> _TESTO ESTRATTO_
L’opinione – Indennizzi, un bene o un male?


(di Giampaolo Ceci) – Pare che lo Stato” indennizzerà” gli Abruzzesi per i danni subiti dal sisma. Molti si sono rallegrati. Ma riflettiamoci assieme. Non sarà che inconsapevolmente ci stiamo dando la zappa sui piedi? La questione se le sovvenzioni statali si debbano considerare “contributi” o “indennizzi” dibattuta in questo periodo, in effetti, è un falso problema.
La questione vera è se il regime giuridico che deve essere applicato per la ricostruzione delle zone terremotate sia quello privatistico, che lascia libere le parti di stabilire le pattuizioni mediante contratti, o quello più rigido previste dal codice degli appalti che invece impone una serie di regole per garantire trasparenze e la regolarità durante tutte le fasi della realizzazione di un’opera pubblica o costruita con prevalenza di risorse pubbliche.
Il dubbio fu sollevato da questo sito già qualche mesi fa (vedi nella rubrica OPINIONI).
Allora, infatti si stavano appaltando, da parte degli amministratori dei condomini, le opere degli edifici classificati a, b, c, d.
Già allora il problema era emerso perché se era vero che si trattava di opere private e non pubbliche era anche vero che i soldi erano certamente pubblici.

> _SFIDE_
1. Nel testo sugli indennizzi per il sisma, quali edifici stavano appaltando gli amministratori dei condomini?
2. Prosegui il testo sugli indennizzi per il sisma a partire dalla sua ultima frase.
Le righe che seguono sono materiale a sé, distinto dal testo sugli indennizzi.

> _MATERIALE FORNITO_

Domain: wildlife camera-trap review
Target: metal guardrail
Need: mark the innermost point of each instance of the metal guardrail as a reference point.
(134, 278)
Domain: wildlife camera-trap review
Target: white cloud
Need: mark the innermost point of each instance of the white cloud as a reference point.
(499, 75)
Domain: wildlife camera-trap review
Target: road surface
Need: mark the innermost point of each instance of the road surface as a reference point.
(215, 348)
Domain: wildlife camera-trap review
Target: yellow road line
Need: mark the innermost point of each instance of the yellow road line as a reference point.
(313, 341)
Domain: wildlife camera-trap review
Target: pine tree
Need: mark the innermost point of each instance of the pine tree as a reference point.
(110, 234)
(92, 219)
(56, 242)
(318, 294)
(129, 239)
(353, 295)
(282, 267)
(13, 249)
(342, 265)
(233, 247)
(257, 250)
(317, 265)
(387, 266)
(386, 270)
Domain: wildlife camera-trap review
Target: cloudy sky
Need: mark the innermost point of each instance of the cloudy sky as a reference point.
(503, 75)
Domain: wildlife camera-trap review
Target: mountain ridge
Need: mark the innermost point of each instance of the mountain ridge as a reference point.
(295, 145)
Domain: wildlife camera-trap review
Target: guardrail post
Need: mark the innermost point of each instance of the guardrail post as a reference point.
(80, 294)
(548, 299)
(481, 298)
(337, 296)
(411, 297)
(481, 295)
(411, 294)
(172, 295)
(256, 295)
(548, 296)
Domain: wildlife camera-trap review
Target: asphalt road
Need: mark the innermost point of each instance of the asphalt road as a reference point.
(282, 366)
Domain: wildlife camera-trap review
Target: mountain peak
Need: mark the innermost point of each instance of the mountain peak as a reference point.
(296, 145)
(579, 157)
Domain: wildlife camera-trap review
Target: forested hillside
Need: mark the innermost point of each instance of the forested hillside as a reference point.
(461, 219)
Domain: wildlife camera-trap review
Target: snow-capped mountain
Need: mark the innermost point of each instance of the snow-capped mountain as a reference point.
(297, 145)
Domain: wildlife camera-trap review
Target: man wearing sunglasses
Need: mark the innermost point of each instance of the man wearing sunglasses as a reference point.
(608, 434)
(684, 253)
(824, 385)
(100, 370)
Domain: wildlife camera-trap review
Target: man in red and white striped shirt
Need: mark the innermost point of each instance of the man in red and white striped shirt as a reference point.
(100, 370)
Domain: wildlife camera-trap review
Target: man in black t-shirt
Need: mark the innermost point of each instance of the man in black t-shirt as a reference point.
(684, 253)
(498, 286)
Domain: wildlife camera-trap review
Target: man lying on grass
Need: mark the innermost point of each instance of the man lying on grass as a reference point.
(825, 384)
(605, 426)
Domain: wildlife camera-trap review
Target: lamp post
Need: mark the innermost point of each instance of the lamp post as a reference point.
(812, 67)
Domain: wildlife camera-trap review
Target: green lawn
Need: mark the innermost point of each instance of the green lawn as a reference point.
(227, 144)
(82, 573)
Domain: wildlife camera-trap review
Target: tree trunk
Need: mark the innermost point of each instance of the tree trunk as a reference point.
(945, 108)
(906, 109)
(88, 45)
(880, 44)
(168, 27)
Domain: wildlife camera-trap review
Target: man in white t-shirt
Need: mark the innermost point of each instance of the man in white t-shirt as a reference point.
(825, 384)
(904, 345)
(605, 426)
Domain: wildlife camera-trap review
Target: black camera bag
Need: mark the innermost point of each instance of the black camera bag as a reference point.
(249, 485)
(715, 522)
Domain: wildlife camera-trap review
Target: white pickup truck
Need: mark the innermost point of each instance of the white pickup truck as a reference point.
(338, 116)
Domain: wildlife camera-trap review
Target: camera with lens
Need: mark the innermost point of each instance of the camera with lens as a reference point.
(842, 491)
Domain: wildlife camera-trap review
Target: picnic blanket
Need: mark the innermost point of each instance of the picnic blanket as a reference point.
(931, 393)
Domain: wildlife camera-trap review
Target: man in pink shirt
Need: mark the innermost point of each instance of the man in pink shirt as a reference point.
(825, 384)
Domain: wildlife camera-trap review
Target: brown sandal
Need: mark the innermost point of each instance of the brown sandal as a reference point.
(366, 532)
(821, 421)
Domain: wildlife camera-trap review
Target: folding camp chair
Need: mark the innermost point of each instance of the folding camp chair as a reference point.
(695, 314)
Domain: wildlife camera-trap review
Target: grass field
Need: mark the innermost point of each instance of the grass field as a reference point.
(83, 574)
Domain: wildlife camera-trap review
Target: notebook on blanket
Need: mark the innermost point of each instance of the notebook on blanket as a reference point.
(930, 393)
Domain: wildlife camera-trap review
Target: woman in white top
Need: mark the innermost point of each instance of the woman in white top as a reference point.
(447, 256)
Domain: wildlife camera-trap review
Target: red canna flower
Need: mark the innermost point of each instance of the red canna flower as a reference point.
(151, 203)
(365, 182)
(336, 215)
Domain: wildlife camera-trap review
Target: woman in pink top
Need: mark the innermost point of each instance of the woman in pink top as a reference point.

> _SOLUZIONI DEGLI ESERCIZI_
1. Gli edifici classificati a, b, c, d.

2.
Il dubbio, nonostante la nostra denuncia, non fu chiarito (come altre nostre denunce per la verità) salvo riapparire quando l’indeterminatezza giuridica correva il rischio di fermare l’intera ricostruzione.
Inevitabile, quindi cercare di “tamponare” l’inerzia iniziale per evitare un caos di ricorsi e richieste risarcitorie da parte delle imprese che avevano già firmato i contratti e non avrebbero gradito certo l’instaurazione di una legge che invece li rimetteva in discussione, perché imponeva procedure diverse di affidamento.
Insomma, uno dei tanti pastrocchi che stanno caratterizzando la martoriata ricostruzione Abruzzese.
Nonostante autorevoli interventi di competenti giuristi, la questione è stata posta su un piano più “politico”.
Si è detto: è giusto o no che i proprietari non possano affidare i lavori di ristrutturazione delle loro case ad imprese e professionisti di loro fiducia? Evidentemente no e quindi, seppure si tratti di soldi pubblici, bisogna consentire loro questa facoltà.
Un escamotage poteva essere quello di considerare i soldi elargiti come “indennizzi”. In questo caso, infatti, non trattandosi di ”contributi” per ricostruire gli edifici lesionati non c’era bisogno di scomodare una legge che regolamentava la costruzione di edifici fruenti di “contributi” pubblici.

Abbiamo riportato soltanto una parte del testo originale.